→ Task details:
The complete listing below should be transcribed precisely.

Data extracts: Begin

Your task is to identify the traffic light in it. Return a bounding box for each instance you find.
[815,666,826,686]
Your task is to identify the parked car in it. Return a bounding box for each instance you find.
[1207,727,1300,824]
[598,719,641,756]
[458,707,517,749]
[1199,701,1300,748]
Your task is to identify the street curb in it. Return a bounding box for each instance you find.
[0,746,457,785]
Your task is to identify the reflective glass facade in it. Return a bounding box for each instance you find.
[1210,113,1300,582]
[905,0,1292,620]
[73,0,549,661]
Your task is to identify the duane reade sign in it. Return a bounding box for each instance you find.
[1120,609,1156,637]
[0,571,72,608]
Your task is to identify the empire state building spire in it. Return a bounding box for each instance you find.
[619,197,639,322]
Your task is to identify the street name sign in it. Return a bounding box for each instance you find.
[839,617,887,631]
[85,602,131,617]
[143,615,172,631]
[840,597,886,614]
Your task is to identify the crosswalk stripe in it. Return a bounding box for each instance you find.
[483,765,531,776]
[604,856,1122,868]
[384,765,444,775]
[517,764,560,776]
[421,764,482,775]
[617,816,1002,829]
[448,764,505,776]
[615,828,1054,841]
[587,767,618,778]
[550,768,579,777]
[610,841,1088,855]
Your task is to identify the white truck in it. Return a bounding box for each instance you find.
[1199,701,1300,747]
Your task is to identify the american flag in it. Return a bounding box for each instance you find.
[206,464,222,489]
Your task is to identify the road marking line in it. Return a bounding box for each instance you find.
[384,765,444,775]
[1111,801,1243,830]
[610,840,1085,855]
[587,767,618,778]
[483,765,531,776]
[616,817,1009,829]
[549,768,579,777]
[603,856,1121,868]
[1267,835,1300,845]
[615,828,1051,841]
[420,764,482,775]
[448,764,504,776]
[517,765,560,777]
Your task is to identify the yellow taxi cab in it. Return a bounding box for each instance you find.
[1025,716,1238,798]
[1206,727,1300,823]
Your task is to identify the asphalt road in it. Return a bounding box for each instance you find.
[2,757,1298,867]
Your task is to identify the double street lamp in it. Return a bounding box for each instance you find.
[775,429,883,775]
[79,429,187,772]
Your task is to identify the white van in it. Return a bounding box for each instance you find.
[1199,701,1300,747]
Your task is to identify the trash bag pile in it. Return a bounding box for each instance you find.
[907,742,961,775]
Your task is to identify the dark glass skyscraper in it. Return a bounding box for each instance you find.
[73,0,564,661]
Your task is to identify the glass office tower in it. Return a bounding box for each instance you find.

Data extracts: End

→ Response for this exercise:
Your task is to identify the traffic light in it. Return a bounding box for each instance you find.
[815,666,826,686]
Your task is to identify the parked car in it. Return a bounding box for each instance you find.
[1207,727,1300,824]
[598,719,641,756]
[458,707,517,749]
[1199,701,1300,748]
Your task is to identify the street curb in it. Return a bounding box for each instance you find.
[0,746,457,785]
Your task is to identify the reflective glass facade in it. Return a bounding box for each instance you find.
[1210,113,1300,582]
[905,0,1292,620]
[73,0,549,661]
Your task is to identify the duane reade sign in it. Return a bounding box for each instance you find.
[1120,609,1156,637]
[0,571,72,608]
Your task is to identify the empire state building spire in it. Return a bounding box for each instance you find.
[619,197,639,322]
Your task is to identify the street name sign in it. Return a bounding box for each instance you find.
[839,617,887,631]
[85,602,131,617]
[143,615,172,631]
[840,597,886,614]
Your task is to identify the crosswalk stripe in it. Return a bounding box for each instance you find.
[483,765,531,776]
[604,856,1122,868]
[384,765,444,775]
[517,764,560,776]
[421,764,482,775]
[617,816,1002,829]
[448,764,505,776]
[615,828,1054,841]
[587,767,618,778]
[550,768,579,777]
[610,841,1088,855]
Your task is to identify the white truck in it. Return a bounding box for each instance you find.
[1199,701,1300,747]
Your task is to identify the american flag in it. Return a bounding box for each instance you find.
[206,464,222,489]
Your task is to identify the road marking line in it. Return a bounding box for each instance you find.
[384,765,444,775]
[1111,801,1243,830]
[610,840,1085,855]
[587,767,618,778]
[483,765,531,776]
[616,817,1009,829]
[549,768,579,777]
[603,856,1121,868]
[1267,835,1300,845]
[615,828,1051,841]
[420,764,482,775]
[448,764,504,776]
[517,765,560,777]
Your task is to identify the yellow taxi cab in it. Return a bounding box for each instance you find.
[1025,716,1238,798]
[1206,727,1300,823]
Your task is to identify the asphalt road in it. Return a bounding box for each instance you find.
[2,757,1298,867]
Your task is to identify the double street lamp in it. Return a bounding box for each instance you find.
[775,429,883,775]
[79,429,187,772]
Your task is to identify the white van in it. Return a bounding box for each instance you find.
[1199,701,1300,747]
Your task is to identify the trash bag pile in it. Return a bounding box for each instance you find.
[907,742,961,775]
Your task is to identify the dark glass skyscraper in it. Return a bounding box for each instance you find.
[73,0,564,661]
Your task is to identify the glass office tower in it. Return a bounding box for each instance you find.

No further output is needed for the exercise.